Actions to take —
a) In the BBC report, at what local time will the march in Buenos Aires begin?
b) Please reproduce the BBC report's wording between "Lucia Perez, 16, died" and "extreme sexual violence.", inclusive.
c) Rewrite the paragraph of the BBC report that begins "Lucia Perez, 16, died" as a short bulleted list, keeping its main facts.

Page extract —
━━━━━━━━━━━━━━━━━━━━

(BBC) Thousands of women in Argentina are due to stop work in protest at the horrific rape and killing of a teenager.
Lucia Perez, 16, died earlier this month in the city of Mar del Plata, Argentina. Two men who dropped her off at a hospital on 8 October, freshly washed and dressed, said she had overdosed on drugs. But doctors found evidence of extreme sexual violence.
A march will begin at 17:00 local time (20:00 GMT) in the capital, Buenos Aires.
Activist groups are calling on women to wear black when they walk out of their places of work for an hour at midday on Wednesday (14:00 GMT). They are calling the actions Miercoles Negro – Spanish for Black Wednesday.
“In your office, school, hospital, law court, newsroom, shop, factory, or wherever you are working, stop for an hour to demand ‘no more machista violence’,” the march organisers wrote.

━━━━━━━━━━━━━━━━━━━━

The data —
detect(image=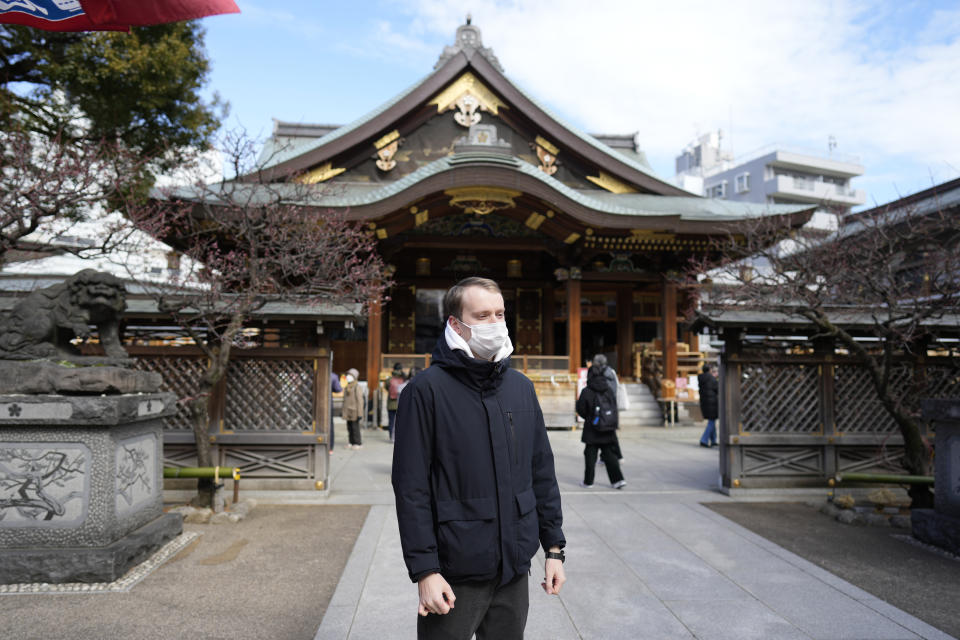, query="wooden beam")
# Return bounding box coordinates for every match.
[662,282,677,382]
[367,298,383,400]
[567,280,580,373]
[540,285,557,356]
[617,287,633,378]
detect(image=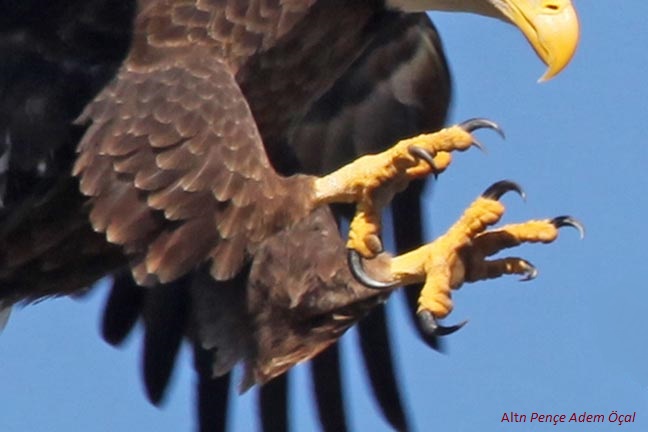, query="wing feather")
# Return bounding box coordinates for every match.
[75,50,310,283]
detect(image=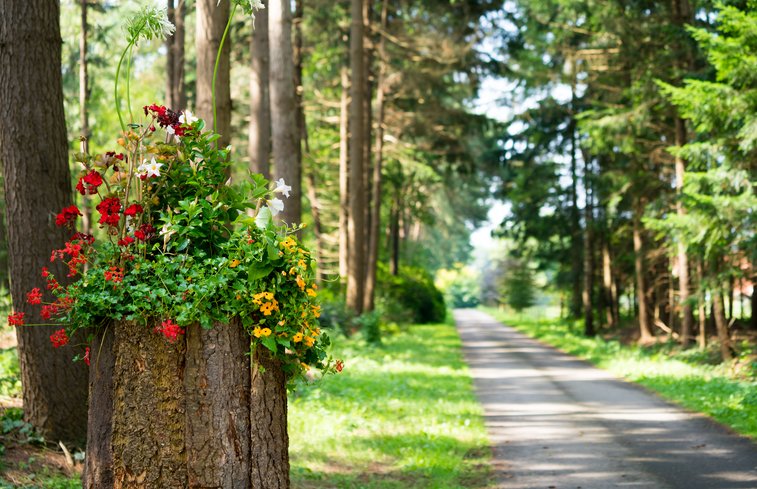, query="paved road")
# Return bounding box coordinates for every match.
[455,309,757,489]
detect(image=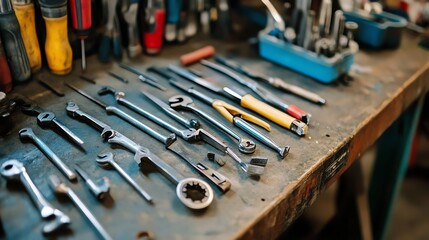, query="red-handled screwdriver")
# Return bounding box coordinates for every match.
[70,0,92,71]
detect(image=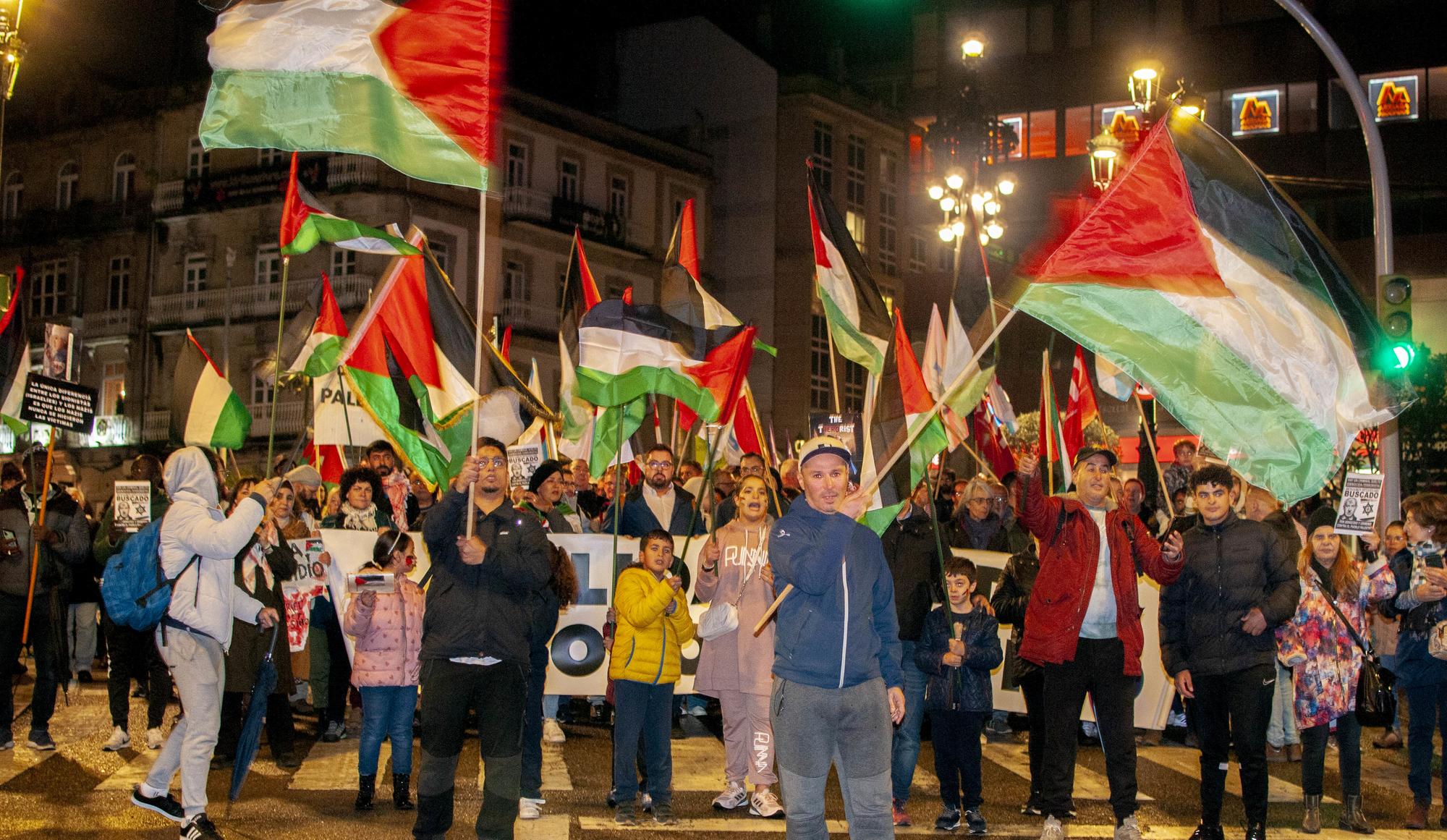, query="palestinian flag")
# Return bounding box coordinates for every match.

━━━━━━━━━━━━━━━━━━━━

Expected results —
a) 17:00 local time (20:00 GMT).

b)
Lucia Perez, 16, died earlier this month in the city of Mar del Plata, Argentina. Two men who dropped her off at a hospital on 8 October, freshly washed and dressed, said she had overdosed on drugs. But doctors found evidence of extreme sexual violence.

c)
- Lucia Perez, 16, died earlier this month in Mar del Plata, Argentina.
- On 8 October, two men dropped her off at a hospital, freshly washed and dressed, and said she had overdosed on drugs.
- Doctors found evidence of extreme sexual violence.